== Texte cité ==

Louis Falissard, 6 enfants, une domestique, un cheval

* 1793 : Joseph Falissard n'a plus de servante

* An 5 (1797) : Joseph Falissard aubergiste

* An 7 (1799) : Joseph Falissard cabaretier

Le « moulin tanyé » des Falissard

L’emplacement du ‘Moulin Tanyé’ (ou moulin à tan) des Falissard avait été omis sur le relevé de cette carte de Cassini. Ce moulin existait pourtant au 18ème siècle, Joseph en était propriétaire en 1793 car il en payait l’impôt. Sans doute n’a t’il pas été pris en compte car n’étant plus en activité au moment des relevés cartographiques sur la région vers 1780.

Grâce aux investigations d’Yvette Souquières, son emplacement a pu être localisé. Nous le faisons figurer par un point rouge, de nos jours il n’en reste pas même une petite ruine. L’une de ses meules enfouie avait été découverte il y a quelques années avant d’être transportée ailleurs. Il était situé sur la rivière Rance, au-dessus du hameau de La Milie, à moins d’1 km au Nord-Est du Bourg de Marcolès. C’était la distance qu’il fallait parcourir pour acheminer ensuite les écorces broyées jusqu’à la tannerie du bourg, implantée près de l’entrée du porche du bas (porche de la tour). Ce moulin Tanyé était entouré en amont par le moulin à céréales de La Bouygue (transformé aujourd’hui en maison d’habitation) et en aval par les deux du Talarau dont l’un fut à foulons à chanvre puis à céréales et l’autre à céréales (fermés en 1955).

===

Consignes de l'exercice:
• a. Modifiez le passage du texte sur le moulin Tanyé en partant de « L’emplacement du ‘Moulin » et en allant jusqu'à « région vers 1780. », avec « détenteur » à la place de « propriétaire ».
• b. Selon le texte sur le moulin Tanyé, sur quelle rivière se trouvait ce moulin ?
Les données qui suivent forment un matériau indépendant du texte.

== Extrait des données ==

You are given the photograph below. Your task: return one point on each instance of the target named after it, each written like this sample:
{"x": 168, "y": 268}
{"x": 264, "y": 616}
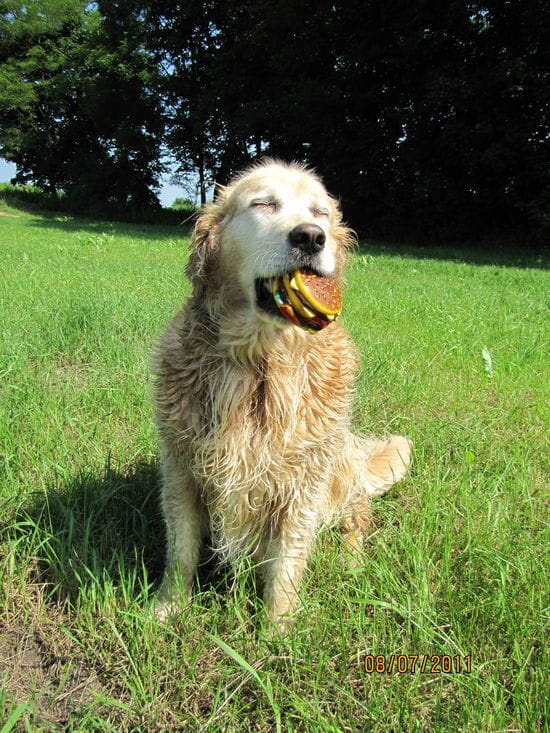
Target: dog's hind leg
{"x": 186, "y": 522}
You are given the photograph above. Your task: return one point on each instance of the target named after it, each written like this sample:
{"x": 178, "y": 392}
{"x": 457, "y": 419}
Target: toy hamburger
{"x": 307, "y": 300}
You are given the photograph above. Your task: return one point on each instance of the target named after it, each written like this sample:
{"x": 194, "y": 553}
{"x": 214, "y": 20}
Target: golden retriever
{"x": 253, "y": 411}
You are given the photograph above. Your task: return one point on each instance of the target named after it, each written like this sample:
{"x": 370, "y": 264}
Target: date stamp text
{"x": 417, "y": 663}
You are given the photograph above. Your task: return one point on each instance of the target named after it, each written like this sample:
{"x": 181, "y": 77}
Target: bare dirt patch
{"x": 40, "y": 665}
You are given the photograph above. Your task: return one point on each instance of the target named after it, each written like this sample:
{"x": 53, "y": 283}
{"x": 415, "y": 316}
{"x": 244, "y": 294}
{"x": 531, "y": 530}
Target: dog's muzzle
{"x": 301, "y": 297}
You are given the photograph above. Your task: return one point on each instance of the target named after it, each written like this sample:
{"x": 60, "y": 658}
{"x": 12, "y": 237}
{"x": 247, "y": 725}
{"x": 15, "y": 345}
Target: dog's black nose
{"x": 308, "y": 237}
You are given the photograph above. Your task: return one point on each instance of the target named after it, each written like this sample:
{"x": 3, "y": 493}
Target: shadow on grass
{"x": 502, "y": 255}
{"x": 70, "y": 223}
{"x": 101, "y": 530}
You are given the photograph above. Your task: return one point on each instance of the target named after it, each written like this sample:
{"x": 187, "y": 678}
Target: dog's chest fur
{"x": 255, "y": 434}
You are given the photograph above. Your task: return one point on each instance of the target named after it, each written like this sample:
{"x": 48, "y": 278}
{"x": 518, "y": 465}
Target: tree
{"x": 78, "y": 104}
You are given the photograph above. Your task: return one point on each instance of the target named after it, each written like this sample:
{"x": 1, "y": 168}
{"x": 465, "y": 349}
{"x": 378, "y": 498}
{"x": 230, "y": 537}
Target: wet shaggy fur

===

Réponses par consigne:
• a.
L’emplacement du ‘Moulin Tanyé’ (ou moulin à tan) des Falissard avait été omis sur le relevé de cette carte de Cassini. Ce moulin existait pourtant au 18ème siècle, Joseph en était détenteur en 1793 car il en payait l’impôt. Sans doute n’a t’il pas été pris en compte car n’étant plus en activité au moment des relevés cartographiques sur la région vers 1780.

• b. Sur la Rance.